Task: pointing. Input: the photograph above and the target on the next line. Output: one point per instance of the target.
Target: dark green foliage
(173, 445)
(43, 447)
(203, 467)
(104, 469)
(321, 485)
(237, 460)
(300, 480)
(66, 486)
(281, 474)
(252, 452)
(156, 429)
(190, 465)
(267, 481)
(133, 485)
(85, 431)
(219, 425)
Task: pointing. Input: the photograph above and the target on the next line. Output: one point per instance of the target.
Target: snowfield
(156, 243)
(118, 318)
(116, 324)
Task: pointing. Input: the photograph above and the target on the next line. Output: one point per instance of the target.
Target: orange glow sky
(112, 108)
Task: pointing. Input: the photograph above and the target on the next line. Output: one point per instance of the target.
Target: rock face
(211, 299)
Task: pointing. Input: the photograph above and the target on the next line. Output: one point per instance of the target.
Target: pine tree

● ● ●

TASK DESCRIPTION - Reproduce every one of the lines above, word for word and in the same order.

OUTPUT OF THE TASK -
Task: pointing. Input: the photograph above and the target on the next line. Output: one point per instance of the target.
Target: dark green foliage
(173, 445)
(43, 447)
(203, 467)
(104, 469)
(321, 485)
(237, 460)
(300, 480)
(66, 486)
(281, 474)
(252, 452)
(156, 429)
(190, 465)
(267, 481)
(133, 485)
(85, 431)
(219, 425)
Task: pointing. Input: the photograph above and the target on the next line. Output: one point per instance of the target.
Target: snowfield
(156, 243)
(118, 318)
(116, 324)
Task: pointing. Input: the photograph above and the target on the next line. Output: one point per instance of the target.
Target: orange glow sky
(112, 108)
Task: pointing. Input: the photograph above and the target on the next line. Output: one point per instance of the target.
Target: rock face
(211, 299)
Task: pointing. Input: the photograph above and the target on the next line. Output: one point per instance of the target.
Target: pine tree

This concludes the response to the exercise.